--- Objective 1 ---
List every country named in the article on IT manager pay that follows.

--- Source passage ---

* start *

Western Europe leads IT pay

Six of the world’s 10 highest-paying countries for information technology (IT) managers are in Western Europe, according to a new survey conducted by recruitment consultant Mercer. Switzerland leads the way in IT salaries – where the average salary for an IT manager is worth £74,150 a year – followed by Denmark, Belgium and the UK. The US and Canada rank sixth and eighth respectively.

The average UK salary was £62,180, reports Mercer, while in the US the average was just £56,550. The survey, which also named the least attractive countries in terms of remuneration, cited Vietnam as the country paying its IT managers the least. Here they could expect to earn just £8,140.

While outsourcing has lowered wages for lower-level skills, IT professionals in Western Europe and the US can still expect to be handsomely rewarded for their skills, says David Van De Voort, IT workforce specialist at Mercer: “The impact of outsourcing and off-shoring on IT roles in North America and Western Europe helps explain the pattern of global pay. Lower-level roles are being moved to regions where talent is cheaper; the jobs that remain in Western Europe and the US may be fewer in number but are more demanding and complex roles like vendor relationship manager, internal consultant and IT business partner.”

* end *

--- Objective 2 ---
From the records below, copy out the lines starting with the line that contains "I'm wondering where in this drawing the cabinet" up to and including the line that contains "512,262 -> 732,369".

--- Source material ---
* start *

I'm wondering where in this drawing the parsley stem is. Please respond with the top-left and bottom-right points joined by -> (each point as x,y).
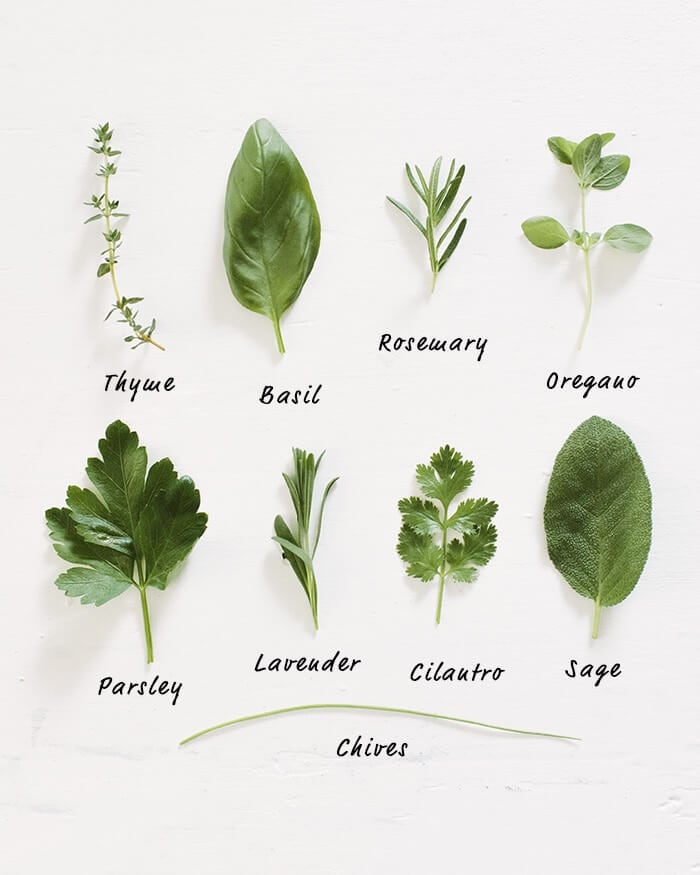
592,593 -> 600,638
578,188 -> 593,349
180,702 -> 581,745
138,584 -> 153,664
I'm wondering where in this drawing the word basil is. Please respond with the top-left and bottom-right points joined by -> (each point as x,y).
521,133 -> 652,349
544,416 -> 651,638
46,420 -> 207,662
224,119 -> 321,353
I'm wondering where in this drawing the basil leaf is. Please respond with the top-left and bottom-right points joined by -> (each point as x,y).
224,119 -> 321,352
571,134 -> 603,186
520,216 -> 569,249
590,155 -> 630,191
544,416 -> 651,638
603,224 -> 654,252
547,137 -> 578,164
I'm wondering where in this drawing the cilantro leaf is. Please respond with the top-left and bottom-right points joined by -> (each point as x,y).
46,420 -> 207,662
396,445 -> 498,623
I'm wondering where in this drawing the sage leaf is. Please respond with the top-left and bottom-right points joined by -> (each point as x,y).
603,224 -> 654,252
544,416 -> 652,638
224,119 -> 321,353
520,216 -> 569,249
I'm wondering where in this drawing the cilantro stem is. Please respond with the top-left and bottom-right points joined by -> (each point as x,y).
138,584 -> 153,664
180,702 -> 581,745
592,593 -> 600,638
578,186 -> 593,349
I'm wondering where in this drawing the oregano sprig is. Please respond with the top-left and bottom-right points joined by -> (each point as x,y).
396,446 -> 498,623
386,158 -> 471,292
521,133 -> 652,349
85,122 -> 165,349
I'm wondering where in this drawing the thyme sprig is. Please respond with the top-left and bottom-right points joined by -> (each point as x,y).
85,122 -> 165,350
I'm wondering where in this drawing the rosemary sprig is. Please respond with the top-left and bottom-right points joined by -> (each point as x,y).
85,122 -> 165,350
387,158 -> 471,292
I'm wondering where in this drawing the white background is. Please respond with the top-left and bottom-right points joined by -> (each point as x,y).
0,0 -> 700,875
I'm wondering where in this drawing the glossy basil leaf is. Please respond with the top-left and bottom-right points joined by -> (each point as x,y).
520,216 -> 569,249
590,155 -> 630,191
547,137 -> 578,164
544,416 -> 651,638
603,224 -> 654,252
224,119 -> 321,352
571,134 -> 603,186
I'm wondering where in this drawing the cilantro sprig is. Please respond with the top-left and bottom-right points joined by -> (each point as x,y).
46,420 -> 207,662
396,445 -> 498,623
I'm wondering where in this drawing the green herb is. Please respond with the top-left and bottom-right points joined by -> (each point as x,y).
46,420 -> 207,662
396,446 -> 498,623
180,702 -> 581,745
522,133 -> 652,349
85,122 -> 165,349
224,119 -> 321,352
272,448 -> 338,629
387,158 -> 471,292
544,416 -> 651,638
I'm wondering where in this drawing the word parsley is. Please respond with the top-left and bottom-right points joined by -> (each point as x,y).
521,133 -> 652,349
386,158 -> 471,292
85,122 -> 165,349
46,420 -> 207,662
396,446 -> 498,623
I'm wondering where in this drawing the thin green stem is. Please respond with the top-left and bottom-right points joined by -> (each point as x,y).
593,595 -> 600,638
272,315 -> 286,354
138,584 -> 153,664
180,702 -> 581,745
435,505 -> 447,626
578,188 -> 593,349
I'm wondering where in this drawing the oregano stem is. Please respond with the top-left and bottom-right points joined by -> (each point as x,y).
578,186 -> 593,349
180,702 -> 581,745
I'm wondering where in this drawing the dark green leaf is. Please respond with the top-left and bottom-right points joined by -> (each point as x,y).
590,155 -> 630,191
386,195 -> 425,237
520,216 -> 569,249
224,119 -> 321,352
571,134 -> 603,186
396,526 -> 442,583
547,137 -> 578,164
544,416 -> 651,637
603,224 -> 654,252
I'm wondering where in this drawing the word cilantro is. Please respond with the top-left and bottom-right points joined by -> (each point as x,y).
85,122 -> 165,349
396,446 -> 498,623
521,133 -> 652,349
46,420 -> 207,662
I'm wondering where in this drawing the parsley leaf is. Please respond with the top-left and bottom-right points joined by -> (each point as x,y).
396,446 -> 498,623
46,420 -> 207,662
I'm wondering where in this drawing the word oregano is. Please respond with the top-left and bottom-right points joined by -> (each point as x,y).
396,446 -> 498,623
521,133 -> 652,349
386,158 -> 471,292
85,122 -> 165,349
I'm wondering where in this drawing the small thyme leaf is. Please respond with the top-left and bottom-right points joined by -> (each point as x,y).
386,158 -> 471,291
84,122 -> 165,349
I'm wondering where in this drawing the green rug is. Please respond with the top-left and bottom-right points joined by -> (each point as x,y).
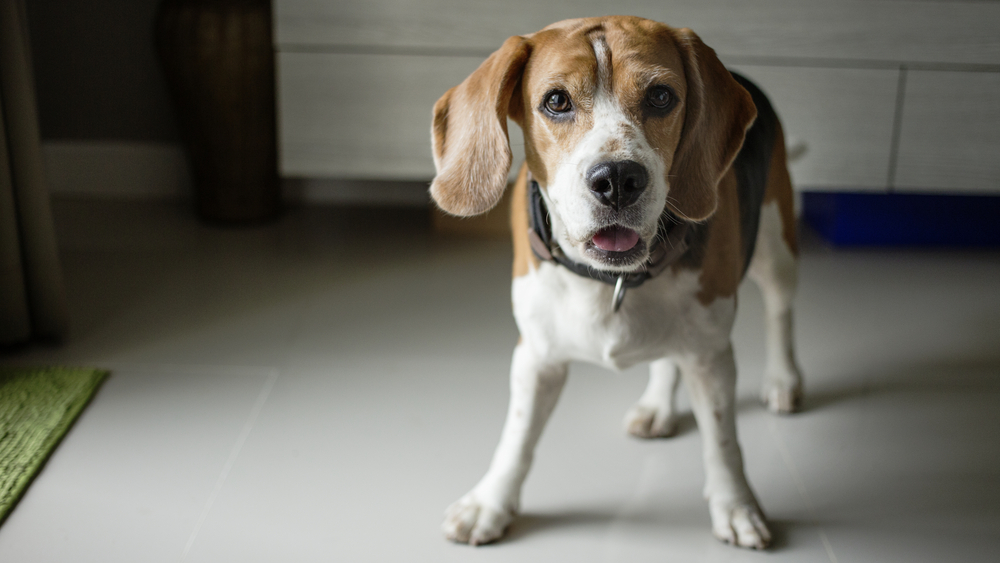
0,367 -> 108,523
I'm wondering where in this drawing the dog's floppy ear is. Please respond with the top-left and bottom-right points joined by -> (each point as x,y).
431,36 -> 531,216
667,28 -> 757,221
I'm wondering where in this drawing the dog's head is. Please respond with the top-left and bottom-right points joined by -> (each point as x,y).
431,17 -> 756,271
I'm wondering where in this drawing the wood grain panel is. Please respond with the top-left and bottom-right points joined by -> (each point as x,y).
732,65 -> 898,191
278,53 -> 524,180
895,71 -> 1000,193
275,0 -> 1000,66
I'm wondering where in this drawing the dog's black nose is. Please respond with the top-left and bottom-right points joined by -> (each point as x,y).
585,160 -> 649,211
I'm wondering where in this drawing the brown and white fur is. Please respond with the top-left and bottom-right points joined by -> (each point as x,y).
431,17 -> 802,548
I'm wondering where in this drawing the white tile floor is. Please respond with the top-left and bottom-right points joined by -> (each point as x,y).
0,202 -> 1000,563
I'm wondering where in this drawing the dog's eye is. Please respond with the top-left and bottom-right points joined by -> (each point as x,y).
545,90 -> 573,113
646,86 -> 676,110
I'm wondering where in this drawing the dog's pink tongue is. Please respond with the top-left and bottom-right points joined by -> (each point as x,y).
593,227 -> 639,252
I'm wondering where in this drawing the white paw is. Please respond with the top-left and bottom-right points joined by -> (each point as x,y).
760,382 -> 802,414
441,492 -> 514,545
709,502 -> 771,549
625,403 -> 677,438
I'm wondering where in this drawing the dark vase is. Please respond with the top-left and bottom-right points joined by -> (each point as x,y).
156,0 -> 281,223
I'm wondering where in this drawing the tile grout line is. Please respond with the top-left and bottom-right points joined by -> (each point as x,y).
767,418 -> 839,563
181,369 -> 281,561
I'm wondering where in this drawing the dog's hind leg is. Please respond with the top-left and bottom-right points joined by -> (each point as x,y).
625,358 -> 680,438
441,341 -> 567,545
749,198 -> 802,413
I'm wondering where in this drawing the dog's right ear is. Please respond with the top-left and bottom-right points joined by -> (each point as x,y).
431,36 -> 531,216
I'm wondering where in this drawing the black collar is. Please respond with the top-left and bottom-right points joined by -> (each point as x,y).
528,178 -> 690,311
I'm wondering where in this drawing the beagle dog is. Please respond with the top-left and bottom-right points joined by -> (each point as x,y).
430,17 -> 802,549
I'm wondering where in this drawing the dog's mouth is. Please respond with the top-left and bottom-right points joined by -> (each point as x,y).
585,225 -> 646,268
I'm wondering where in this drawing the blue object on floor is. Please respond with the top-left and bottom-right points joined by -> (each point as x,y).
802,192 -> 1000,247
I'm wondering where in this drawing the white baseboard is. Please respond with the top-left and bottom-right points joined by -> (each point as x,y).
42,141 -> 430,206
42,141 -> 191,199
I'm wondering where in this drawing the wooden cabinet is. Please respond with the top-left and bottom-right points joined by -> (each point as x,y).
275,0 -> 1000,192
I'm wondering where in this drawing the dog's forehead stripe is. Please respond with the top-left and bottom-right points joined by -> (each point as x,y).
590,33 -> 613,95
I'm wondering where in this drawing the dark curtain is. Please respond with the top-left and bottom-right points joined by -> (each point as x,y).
0,0 -> 71,346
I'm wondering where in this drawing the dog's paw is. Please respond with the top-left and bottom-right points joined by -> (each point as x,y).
625,403 -> 677,438
709,502 -> 771,549
441,493 -> 514,545
760,383 -> 802,414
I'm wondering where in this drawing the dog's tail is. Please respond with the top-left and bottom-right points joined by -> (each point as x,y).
785,136 -> 809,164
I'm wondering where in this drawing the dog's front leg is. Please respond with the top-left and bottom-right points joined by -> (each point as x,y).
442,341 -> 567,545
681,346 -> 771,549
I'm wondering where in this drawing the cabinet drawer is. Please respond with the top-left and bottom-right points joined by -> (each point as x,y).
895,71 -> 1000,193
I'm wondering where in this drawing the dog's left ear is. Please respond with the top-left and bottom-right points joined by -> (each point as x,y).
431,36 -> 531,216
667,28 -> 757,221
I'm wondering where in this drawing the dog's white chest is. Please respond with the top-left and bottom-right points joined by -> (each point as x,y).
512,262 -> 732,369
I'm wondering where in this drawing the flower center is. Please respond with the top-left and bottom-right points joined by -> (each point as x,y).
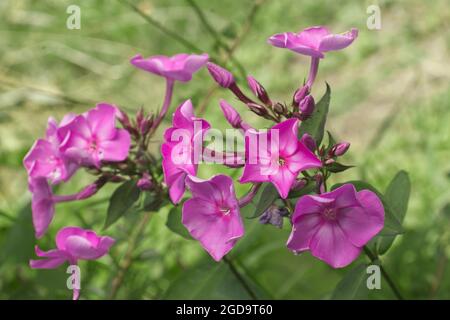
219,208 -> 231,216
323,208 -> 336,220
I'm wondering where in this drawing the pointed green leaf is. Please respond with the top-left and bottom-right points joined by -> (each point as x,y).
376,171 -> 411,254
299,83 -> 331,146
247,183 -> 279,219
103,180 -> 140,229
326,162 -> 354,173
166,206 -> 192,240
331,263 -> 368,300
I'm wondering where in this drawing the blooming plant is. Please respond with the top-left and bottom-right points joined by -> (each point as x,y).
24,27 -> 410,299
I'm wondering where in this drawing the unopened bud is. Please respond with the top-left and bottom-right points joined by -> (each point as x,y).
247,76 -> 272,105
300,133 -> 317,152
259,205 -> 289,228
136,172 -> 153,191
330,142 -> 350,157
273,102 -> 286,114
294,85 -> 309,105
77,183 -> 99,200
206,62 -> 234,88
299,95 -> 316,119
219,99 -> 241,128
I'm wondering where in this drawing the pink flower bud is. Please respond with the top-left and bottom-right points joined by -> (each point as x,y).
219,99 -> 242,128
300,95 -> 316,119
247,76 -> 272,105
136,172 -> 153,191
300,133 -> 317,152
294,85 -> 309,105
206,62 -> 234,88
330,142 -> 350,157
77,183 -> 99,200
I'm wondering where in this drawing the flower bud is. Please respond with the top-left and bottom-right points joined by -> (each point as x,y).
294,85 -> 309,105
259,205 -> 289,229
299,95 -> 316,119
330,142 -> 350,157
219,99 -> 242,128
136,172 -> 153,191
300,133 -> 317,152
77,183 -> 99,200
273,102 -> 286,114
247,76 -> 272,105
206,62 -> 234,88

* end *

--- Complete answer 1 ---
Switzerland, Denmark, Belgium, the UK, the US, Canada, Vietnam

--- Complete answer 2 ---
I'm wondering where in this drawing the cabinet drawer is. Please respond with the top-left and bottom-right points joined by -> (each point as x,y).
895,71 -> 1000,193
I'm wondering where in this drawing the dog's left ear is. Please respond with the top-left and bottom-right points joined by -> (each point as x,y).
431,36 -> 531,216
667,28 -> 757,221
I'm wondering where in this drawing the dog's white chest is. Please respond with the top-left and bottom-right points joined by -> (each point as x,y).
512,262 -> 732,369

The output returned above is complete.